>> begin Source data
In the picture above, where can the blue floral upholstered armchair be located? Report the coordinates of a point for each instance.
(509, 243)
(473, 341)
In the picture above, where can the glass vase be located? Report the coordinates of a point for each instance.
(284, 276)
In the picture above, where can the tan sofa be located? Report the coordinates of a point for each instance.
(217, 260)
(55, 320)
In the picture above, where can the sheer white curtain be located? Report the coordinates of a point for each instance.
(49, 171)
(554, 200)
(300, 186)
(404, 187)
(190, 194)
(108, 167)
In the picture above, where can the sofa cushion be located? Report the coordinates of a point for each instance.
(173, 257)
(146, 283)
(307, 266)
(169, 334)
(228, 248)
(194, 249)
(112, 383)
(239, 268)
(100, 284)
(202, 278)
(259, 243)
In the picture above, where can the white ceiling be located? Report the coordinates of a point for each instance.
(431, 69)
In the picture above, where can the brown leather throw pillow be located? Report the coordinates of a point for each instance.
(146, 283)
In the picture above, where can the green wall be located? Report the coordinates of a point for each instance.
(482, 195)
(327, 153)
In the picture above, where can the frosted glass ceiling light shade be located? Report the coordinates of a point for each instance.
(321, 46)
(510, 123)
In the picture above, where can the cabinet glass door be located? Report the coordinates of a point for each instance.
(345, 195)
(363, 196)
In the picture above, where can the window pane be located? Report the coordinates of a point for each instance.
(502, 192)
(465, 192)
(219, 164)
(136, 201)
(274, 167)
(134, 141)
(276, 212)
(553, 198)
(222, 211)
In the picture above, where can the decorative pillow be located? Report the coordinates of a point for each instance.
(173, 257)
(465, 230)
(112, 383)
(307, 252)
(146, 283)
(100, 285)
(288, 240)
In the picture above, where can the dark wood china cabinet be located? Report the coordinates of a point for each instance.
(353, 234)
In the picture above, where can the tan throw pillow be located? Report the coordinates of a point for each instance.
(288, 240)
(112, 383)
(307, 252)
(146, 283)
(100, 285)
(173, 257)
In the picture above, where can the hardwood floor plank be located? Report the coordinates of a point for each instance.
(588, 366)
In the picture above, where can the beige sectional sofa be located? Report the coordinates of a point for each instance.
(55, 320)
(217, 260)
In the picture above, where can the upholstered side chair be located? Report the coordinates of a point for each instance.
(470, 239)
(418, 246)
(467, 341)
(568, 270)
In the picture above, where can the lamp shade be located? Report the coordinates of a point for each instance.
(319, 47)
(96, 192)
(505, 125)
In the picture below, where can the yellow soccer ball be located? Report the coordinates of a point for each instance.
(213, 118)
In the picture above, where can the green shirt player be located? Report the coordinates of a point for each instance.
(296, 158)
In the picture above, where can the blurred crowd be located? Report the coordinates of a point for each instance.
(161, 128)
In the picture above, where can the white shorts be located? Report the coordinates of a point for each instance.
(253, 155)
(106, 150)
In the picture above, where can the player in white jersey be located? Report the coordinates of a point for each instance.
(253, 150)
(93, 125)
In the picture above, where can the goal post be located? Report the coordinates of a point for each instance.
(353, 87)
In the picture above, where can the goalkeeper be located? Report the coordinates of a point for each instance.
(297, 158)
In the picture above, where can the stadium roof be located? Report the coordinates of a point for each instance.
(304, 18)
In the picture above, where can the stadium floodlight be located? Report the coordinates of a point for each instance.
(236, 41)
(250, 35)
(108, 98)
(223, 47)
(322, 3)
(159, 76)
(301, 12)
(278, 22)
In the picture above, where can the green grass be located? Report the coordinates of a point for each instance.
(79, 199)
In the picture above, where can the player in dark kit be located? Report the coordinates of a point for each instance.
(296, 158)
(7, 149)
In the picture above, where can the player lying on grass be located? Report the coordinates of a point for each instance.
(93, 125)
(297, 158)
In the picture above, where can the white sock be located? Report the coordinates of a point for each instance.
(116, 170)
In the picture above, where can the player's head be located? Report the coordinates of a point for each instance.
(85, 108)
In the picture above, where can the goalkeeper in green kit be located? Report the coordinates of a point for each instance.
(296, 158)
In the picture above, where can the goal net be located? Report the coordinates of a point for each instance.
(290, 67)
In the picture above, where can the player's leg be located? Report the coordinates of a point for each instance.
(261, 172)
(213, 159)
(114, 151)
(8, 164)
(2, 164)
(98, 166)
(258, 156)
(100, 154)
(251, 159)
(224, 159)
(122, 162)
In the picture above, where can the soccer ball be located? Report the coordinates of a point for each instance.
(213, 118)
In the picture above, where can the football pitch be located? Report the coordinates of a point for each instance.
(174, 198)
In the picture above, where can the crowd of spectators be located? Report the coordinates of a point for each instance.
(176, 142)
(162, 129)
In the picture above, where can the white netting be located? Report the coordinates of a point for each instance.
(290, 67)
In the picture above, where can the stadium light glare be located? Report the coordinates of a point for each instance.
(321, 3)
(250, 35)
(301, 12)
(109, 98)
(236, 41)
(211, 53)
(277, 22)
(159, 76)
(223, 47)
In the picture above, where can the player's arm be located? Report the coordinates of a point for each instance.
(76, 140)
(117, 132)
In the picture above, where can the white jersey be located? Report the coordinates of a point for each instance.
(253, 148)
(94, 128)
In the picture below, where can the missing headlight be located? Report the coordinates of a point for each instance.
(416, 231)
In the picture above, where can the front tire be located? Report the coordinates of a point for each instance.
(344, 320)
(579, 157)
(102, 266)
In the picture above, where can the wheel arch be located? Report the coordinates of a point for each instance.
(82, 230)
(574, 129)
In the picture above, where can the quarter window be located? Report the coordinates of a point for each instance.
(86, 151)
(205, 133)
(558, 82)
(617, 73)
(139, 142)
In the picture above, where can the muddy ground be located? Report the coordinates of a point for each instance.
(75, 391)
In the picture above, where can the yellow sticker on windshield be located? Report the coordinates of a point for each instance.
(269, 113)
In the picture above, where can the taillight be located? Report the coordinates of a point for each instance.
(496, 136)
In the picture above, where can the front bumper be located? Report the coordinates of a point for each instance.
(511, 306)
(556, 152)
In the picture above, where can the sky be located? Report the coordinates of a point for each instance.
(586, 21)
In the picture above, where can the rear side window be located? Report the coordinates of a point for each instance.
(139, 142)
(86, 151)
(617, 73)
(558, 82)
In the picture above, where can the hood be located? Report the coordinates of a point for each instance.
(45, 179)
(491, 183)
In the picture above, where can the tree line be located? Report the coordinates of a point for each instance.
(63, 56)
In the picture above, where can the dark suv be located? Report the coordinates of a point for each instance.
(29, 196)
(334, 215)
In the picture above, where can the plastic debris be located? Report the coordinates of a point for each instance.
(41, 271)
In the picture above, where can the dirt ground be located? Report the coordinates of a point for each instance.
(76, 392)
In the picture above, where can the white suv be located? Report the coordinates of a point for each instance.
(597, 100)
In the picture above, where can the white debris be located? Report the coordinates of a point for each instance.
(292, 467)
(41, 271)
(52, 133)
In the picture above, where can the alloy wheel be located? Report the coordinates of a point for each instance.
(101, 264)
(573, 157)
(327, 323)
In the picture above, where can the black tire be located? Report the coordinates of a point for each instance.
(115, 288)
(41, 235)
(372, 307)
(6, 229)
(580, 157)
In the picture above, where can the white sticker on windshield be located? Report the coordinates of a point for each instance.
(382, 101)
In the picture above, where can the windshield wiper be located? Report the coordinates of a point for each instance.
>> end Source data
*What you have to do*. Give each line of the material, from the line containing "In the picture above, where can the white suv" through the final line inclusive, as a JSON list of strings with one string per line and no blank lines.

*Exercise output*.
[
  "In the picture above, where can the white suv be located? Report the coordinates of a point for each instance.",
  "(597, 100)",
  "In the picture above, where can the white debris be located? Report the coordinates of a point for each instance.",
  "(292, 467)",
  "(41, 271)",
  "(52, 133)",
  "In the picture above, where can the alloy wheel be located? Report the coordinates of a point for each instance.",
  "(101, 264)",
  "(573, 157)",
  "(327, 323)",
  "In the picture above, where can the black tire be located? Report the coordinates of a point for each instance.",
  "(115, 288)",
  "(41, 235)",
  "(372, 307)",
  "(6, 229)",
  "(580, 157)",
  "In the picture above, where can the white sticker on windshield be located? Report the coordinates of a point for each instance.",
  "(382, 101)",
  "In the picture above, where can the windshield wiper be located? Report the coordinates of a point for each instance."
]